= Excerpted records =
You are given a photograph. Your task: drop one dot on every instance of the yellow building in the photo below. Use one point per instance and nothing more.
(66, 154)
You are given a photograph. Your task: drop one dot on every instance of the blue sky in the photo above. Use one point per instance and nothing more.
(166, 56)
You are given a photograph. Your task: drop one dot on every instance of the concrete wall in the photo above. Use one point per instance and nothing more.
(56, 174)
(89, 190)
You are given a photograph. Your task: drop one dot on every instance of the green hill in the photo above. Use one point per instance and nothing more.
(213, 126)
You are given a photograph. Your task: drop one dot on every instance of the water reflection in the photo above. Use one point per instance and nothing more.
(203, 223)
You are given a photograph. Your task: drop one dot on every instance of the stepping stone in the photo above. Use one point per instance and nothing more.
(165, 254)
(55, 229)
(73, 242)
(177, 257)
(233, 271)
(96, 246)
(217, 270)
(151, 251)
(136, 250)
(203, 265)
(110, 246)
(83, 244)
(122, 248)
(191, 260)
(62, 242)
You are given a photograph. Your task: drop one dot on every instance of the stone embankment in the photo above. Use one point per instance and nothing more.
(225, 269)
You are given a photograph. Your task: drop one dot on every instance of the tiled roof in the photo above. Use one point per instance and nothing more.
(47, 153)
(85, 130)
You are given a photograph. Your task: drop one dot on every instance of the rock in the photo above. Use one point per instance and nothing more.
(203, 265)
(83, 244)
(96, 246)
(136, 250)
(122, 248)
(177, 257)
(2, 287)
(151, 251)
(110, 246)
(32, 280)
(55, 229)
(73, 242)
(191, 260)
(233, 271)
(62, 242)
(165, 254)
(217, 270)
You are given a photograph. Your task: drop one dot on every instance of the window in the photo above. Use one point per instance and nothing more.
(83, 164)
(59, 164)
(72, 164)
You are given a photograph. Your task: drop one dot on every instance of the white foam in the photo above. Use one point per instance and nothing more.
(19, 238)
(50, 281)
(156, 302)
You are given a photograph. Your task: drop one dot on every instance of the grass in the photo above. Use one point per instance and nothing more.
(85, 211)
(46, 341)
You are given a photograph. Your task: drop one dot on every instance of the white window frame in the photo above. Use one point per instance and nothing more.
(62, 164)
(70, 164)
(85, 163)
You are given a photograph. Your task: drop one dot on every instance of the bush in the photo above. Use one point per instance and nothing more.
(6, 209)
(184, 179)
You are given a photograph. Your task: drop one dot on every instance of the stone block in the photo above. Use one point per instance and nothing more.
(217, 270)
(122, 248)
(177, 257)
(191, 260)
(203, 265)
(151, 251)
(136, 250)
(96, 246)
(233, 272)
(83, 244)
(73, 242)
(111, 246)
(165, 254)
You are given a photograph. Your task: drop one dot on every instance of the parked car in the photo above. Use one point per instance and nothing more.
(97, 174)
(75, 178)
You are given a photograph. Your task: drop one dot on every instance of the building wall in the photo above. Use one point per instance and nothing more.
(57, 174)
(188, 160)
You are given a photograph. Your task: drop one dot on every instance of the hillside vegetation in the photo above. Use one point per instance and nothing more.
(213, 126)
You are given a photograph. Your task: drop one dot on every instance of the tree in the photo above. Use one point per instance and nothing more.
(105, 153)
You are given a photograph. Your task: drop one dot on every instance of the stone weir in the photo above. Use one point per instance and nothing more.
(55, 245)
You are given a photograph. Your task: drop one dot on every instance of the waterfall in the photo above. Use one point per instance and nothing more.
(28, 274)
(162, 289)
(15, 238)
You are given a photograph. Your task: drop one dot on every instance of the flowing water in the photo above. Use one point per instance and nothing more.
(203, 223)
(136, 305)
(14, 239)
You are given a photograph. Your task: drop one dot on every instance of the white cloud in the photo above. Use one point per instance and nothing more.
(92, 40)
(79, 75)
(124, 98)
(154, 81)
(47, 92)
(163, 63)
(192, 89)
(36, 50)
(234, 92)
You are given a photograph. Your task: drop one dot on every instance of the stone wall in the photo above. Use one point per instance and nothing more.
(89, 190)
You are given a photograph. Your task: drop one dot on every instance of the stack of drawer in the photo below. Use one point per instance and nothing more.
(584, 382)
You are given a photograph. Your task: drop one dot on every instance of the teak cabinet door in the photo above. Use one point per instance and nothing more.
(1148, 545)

= Task brief =
Revise the material above by replacing "drop one dot" with "place a single mark" wherever it appears, leaving all other text unchanged.

= Exercise answer =
You are given a photograph. Your task: place a single mark on every instance of the yellow building in the photo below. Use one point per instance and nothing more.
(66, 154)
You are given a photograph. Your task: place a single mark on every instance of the blue sky in the photo above. Use one point per instance and nothing more.
(166, 56)
You are given a photograph. Your task: place a single mark on every instance of the concrete wall in the photo above. Use one point per instance and nothing more.
(56, 174)
(89, 190)
You are given a photograph. Your task: place a single mark on every instance of the green hill in the photo above. Use one point per instance and nothing more.
(213, 126)
You are given a photograph. Your task: place a single mark on every instance of the water reflection in the photo above. Use one point per instance and nothing more.
(203, 223)
You are given a photograph. Your task: place a single mark on every instance of the stepping stone in the photo above. Use one point per instance and nothing more.
(165, 254)
(55, 229)
(73, 242)
(177, 257)
(233, 271)
(96, 246)
(217, 270)
(151, 251)
(136, 250)
(203, 265)
(110, 246)
(83, 244)
(122, 248)
(191, 260)
(62, 242)
You are given a photograph. Your task: place a single mark on every instance of the stone embankment in the photo above. Use one point per instance and nothing more.
(225, 269)
You are given a photograph. Your task: place a single mark on every instance of the tiled roof in the photo above. Use one point per instance and nothing more.
(47, 153)
(85, 130)
You are given a photograph. Your task: place a single mark on every instance of the rock in the photo above. Use one point per instance and nothing more.
(203, 265)
(83, 244)
(96, 246)
(136, 250)
(122, 248)
(177, 257)
(2, 287)
(151, 251)
(110, 246)
(32, 280)
(55, 229)
(73, 242)
(191, 260)
(233, 271)
(62, 242)
(165, 254)
(217, 270)
You are given a photograph. Your task: place a single mark on every instance of the window in the photo above. Use one point per instance and nothing more.
(83, 164)
(59, 164)
(72, 164)
You are given a photograph. Your task: place a single mark on every instance of the white foam in the photo above. Use one point per instance and nothing more.
(19, 238)
(50, 281)
(156, 302)
You are given a photograph. Your task: place a single mark on every instance of the grass in the photo above. Use one point per instance and nothing more.
(85, 211)
(46, 341)
You are given a photograph. Your task: place a single mark on every instance of the white window frame in the photo above. Use one point per instance and nothing more.
(62, 164)
(70, 164)
(85, 163)
You are given a photograph. Your task: place a single mark on every instance of the bush in the photo above. Use one point per instance and nothing more.
(6, 209)
(184, 179)
You are given a photograph. Your task: place a single mark on every instance of the stone block in the photo above. Use one point per instance and nothing more.
(217, 270)
(122, 248)
(177, 257)
(191, 260)
(203, 265)
(151, 251)
(136, 250)
(96, 246)
(233, 272)
(83, 244)
(73, 242)
(111, 246)
(165, 254)
You are given a photograph. Your task: place a single mark on every instance of the parked car in the photo above. Use one point per instance and nothing more.
(97, 174)
(75, 178)
You are given a photograph. Your task: place a single mark on every instance of the building wall in the photo above. Use one point per instance and nothing more.
(57, 174)
(188, 160)
You are given a photograph. Your task: place a single mark on every instance of the hillside vegetation in the photo above. Use one point per instance and nothing more.
(213, 126)
You are given a photograph. Your task: place a single mark on every instance of the tree in the photo above. Use one point per instance and nothing more.
(105, 153)
You are given a photograph. Your task: place a single mark on every instance of the stone weir in the photo above. Use one point per instance and nothing more.
(55, 245)
You are given a photograph. Your task: place a single mark on every instance of the waterfall in the photo above. Use one point per instance and nothing more.
(28, 274)
(162, 289)
(15, 238)
You are given a photograph. Your task: place a single mark on every instance of the flowing water in the photo above. Use one point per instance and nothing more.
(203, 223)
(136, 305)
(14, 239)
You are given a photograph. Your task: place a single mark on every instance of the white cloud in the photo above. Use one point per instance and nothing more.
(92, 40)
(79, 75)
(124, 98)
(154, 81)
(47, 92)
(163, 63)
(192, 89)
(36, 50)
(234, 92)
You are given a photograph. Your task: place a single mark on every instance of the stone wall in the photo above. Use one point per instance and nothing more.
(89, 190)
You are given a photograph. Your task: place a single mark on every instance of the stack of drawer in the photo below. Use one point per instance and nothing more.
(584, 382)
You are given a photograph. Your task: place a single mark on every instance of the teak cabinet door in the photo above. Use one point per instance and nothing more.
(1148, 545)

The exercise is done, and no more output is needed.